··· Given passage ···

Today, LDF Assistant Counsel Leah Aden will argue in United States District Court for the Northern District of Georgia that Fayette County should hold fair elections for the open spot on the County Commission.

LDF is seeking to restrain Fayette County from re-implementing its discriminatory at-large method of electing members to the County Board of Commissioners and County Board of Education.  At the hearing, LDF will argue that the at-large system dilutes the voting power of Black voters in Fayette in violation of the Voting Rights Act and, thus, should be prevented from implementing that method of election until the trial on the matter can be held.  LDF also will urge the federal court to order Fayette County to hold the election by district-based voting—the remedial method of election that they seek after trial—to select a representative to succeed the late Commissioner Pota Coston. Under a district-based method of election, ordered by the federal court during this pending case, Black voters elected Pota Coston, the first-ever Black woman to the County Commission.

“This voting rights case shows that local elections are best served when communities can elect those who represent them and their interests,” says Sherrilyn Ifill, LDF President and Director-Counsel. “Much is at stake and preserving this victory for the residents of Fayette County is critical to upholding the ideals of and aspirations of our democratic institutions.” 

Despite this progress, Fayette County continues to defend its racially discriminatory method of election and to impose on Fayette taxpayers the costs (so far estimated to exceed $1.5 million) of that defense.

LDF filed its 2011 case on behalf of the Georgia State Conference of the NAACP, the Fayette County NAACP, and 10 Black Fayette County voters.  For nearly 20 years before the suit, Black voters in Fayette County had advocated for district-based voting without success.

···

**Problems and tasks**
**1.** Answer these questions from the Fayette County passage:
(a) In which court will Leah Aden argue?
(b) What is the estimated cost so far of Fayette County's defense?
(c) In what year did LDF file its case?
**2.** Copy out the part of the Fayette County passage starting with "Despite this progress, Fayette" and going on through "of that defense.".

··· Dataset content ···

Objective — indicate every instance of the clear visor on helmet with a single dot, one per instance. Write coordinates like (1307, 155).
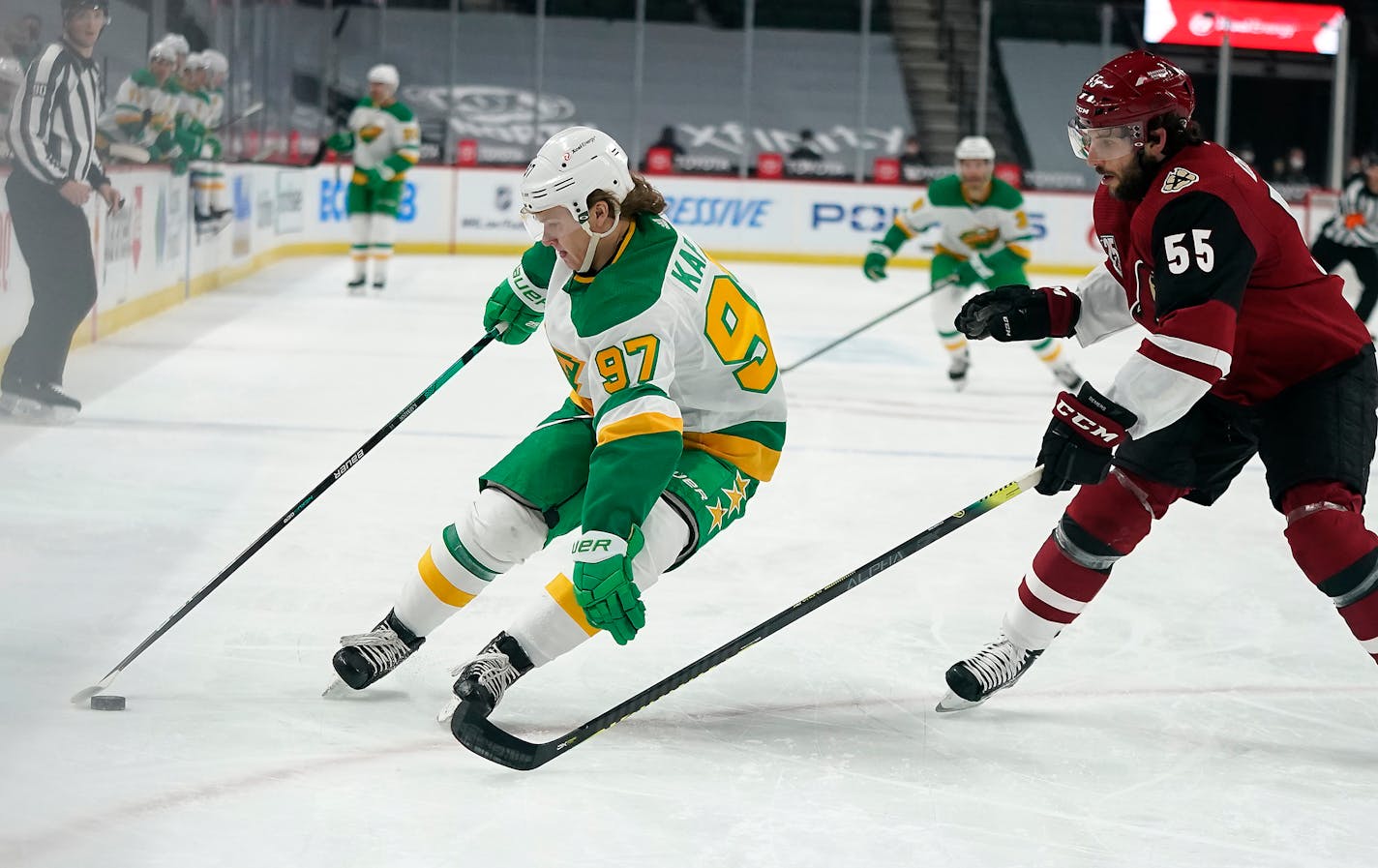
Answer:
(1102, 142)
(559, 220)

···

**Final answers**
**1.**
(a) The United States District Court for the Northern District of Georgia
(b) More than $1.5 million
(c) 2011

**2.**
Despite this progress, Fayette County continues to defend its racially discriminatory method of election and to impose on Fayette taxpayers the costs (so far estimated to exceed $1.5 million) of that defense.